WHAT TO DO:
A. In the guide on combining GVCFs for joint calling, what example is given of a limitation of GenomicsDBImport?
B. Continue the guide on combining GVCFs for joint calling, starting right after its last sentence.

PASSAGE FOR REVIEW:

========

(How to) Consolidate GVCFs for joint calling with GenotypeGVCFs
In GATK4, the
GenotypeGVCFs tool can only take a single input, so if you have GVCFs from multiple samples (which is usually the case) you will need to combine them before feeding them to
GenotypeGVCFs. Although there are several tools in the GATK and Picard toolkits that provide some type of VCF or GVCF merging functionality, for this use case only two of them can do the GVCF consolidation step correctly:
GenomicsDBImport is the preferred tool (see detailed instructions below);
CombineGVCFs is provided only as a backup solution for people who cannot use
GenomicsDBImport, which has a few limitations (for example it can only run on diploid data at the moment). We know
CombineGVCFs is quite inefficient and typically requires a lot of memory, so we encourage you to try
GenomicsDBImport first and only fall back on
CombineGVCFs if you experience issues that we are unable to help you solve (ask us for help in the forum!).

========

SUPPLIED MATERIAL:
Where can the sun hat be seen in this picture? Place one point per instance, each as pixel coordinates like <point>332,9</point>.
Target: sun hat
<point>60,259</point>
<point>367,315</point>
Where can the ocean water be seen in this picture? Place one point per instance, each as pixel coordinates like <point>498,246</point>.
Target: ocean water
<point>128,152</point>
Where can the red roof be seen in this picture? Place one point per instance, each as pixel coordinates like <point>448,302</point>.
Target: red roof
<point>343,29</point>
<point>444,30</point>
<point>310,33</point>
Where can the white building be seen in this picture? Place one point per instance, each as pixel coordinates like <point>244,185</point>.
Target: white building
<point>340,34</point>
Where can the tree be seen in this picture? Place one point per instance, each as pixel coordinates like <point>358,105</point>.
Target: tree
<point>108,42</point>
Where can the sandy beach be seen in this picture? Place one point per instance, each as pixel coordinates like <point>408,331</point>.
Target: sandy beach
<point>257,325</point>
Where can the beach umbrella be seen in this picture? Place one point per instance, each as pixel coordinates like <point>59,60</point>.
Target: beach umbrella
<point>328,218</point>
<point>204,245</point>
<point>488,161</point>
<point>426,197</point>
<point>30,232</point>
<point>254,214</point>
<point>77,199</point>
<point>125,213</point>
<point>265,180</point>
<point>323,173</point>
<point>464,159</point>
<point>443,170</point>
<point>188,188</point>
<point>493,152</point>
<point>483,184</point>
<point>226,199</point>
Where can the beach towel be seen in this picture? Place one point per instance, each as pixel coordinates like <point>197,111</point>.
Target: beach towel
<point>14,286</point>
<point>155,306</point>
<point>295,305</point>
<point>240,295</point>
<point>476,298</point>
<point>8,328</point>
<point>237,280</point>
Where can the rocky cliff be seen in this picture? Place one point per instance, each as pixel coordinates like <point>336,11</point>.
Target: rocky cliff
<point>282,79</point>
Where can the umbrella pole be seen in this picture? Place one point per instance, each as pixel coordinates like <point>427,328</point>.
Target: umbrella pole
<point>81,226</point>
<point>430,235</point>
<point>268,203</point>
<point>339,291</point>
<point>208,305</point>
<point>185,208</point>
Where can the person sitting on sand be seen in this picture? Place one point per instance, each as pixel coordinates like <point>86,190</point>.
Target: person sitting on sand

========

ANSWERS TO EACH TASK:
A. It can only run on diploid data at the moment.

B.
GenomicsDBImport in practice
GenomicsDBImport tool takes in one or more single-sample GVCFs and imports data over a single interval, and outputs a directory containing a GenomicsDB datastore with combined multi-sample data.
GenotypeGVCFs can then read from the created GenomicsDB directly and output the final multi-sample VCF.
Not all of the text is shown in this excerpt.